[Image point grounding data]
⁂
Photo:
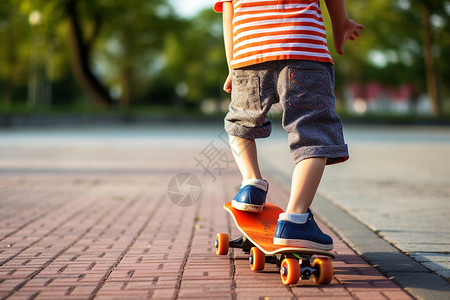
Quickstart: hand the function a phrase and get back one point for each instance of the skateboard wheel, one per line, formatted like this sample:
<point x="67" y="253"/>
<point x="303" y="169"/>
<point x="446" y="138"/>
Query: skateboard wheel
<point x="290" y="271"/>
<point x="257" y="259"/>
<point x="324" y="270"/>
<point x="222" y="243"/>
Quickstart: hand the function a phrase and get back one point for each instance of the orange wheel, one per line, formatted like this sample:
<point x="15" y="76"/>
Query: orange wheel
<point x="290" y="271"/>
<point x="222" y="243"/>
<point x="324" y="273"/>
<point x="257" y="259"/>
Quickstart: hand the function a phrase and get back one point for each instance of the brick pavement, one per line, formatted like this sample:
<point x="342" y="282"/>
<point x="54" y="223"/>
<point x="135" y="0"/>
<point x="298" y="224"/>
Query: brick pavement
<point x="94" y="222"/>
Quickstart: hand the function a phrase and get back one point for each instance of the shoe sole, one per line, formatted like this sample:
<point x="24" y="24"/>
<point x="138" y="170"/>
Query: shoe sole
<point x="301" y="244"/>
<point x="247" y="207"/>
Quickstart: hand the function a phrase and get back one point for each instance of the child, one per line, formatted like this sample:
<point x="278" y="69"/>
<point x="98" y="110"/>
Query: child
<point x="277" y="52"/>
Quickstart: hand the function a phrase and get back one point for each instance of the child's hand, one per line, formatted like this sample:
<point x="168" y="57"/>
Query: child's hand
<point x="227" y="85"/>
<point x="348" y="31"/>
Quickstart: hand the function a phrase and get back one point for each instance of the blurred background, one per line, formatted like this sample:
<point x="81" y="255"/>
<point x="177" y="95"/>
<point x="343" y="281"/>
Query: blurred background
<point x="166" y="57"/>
⁂
The answer must be the lines from the one containing "Query: child's hand" to the final line of the data above, copied exactly, both included, with nothing added.

_SOLUTION FOR THIS TASK_
Query: child's hand
<point x="227" y="85"/>
<point x="348" y="31"/>
Quickstart: hand the function a phrase and get back one point for each instance of the blurred background, one per line, formatted like this sample:
<point x="81" y="255"/>
<point x="177" y="95"/>
<point x="343" y="281"/>
Query: blurred background
<point x="166" y="57"/>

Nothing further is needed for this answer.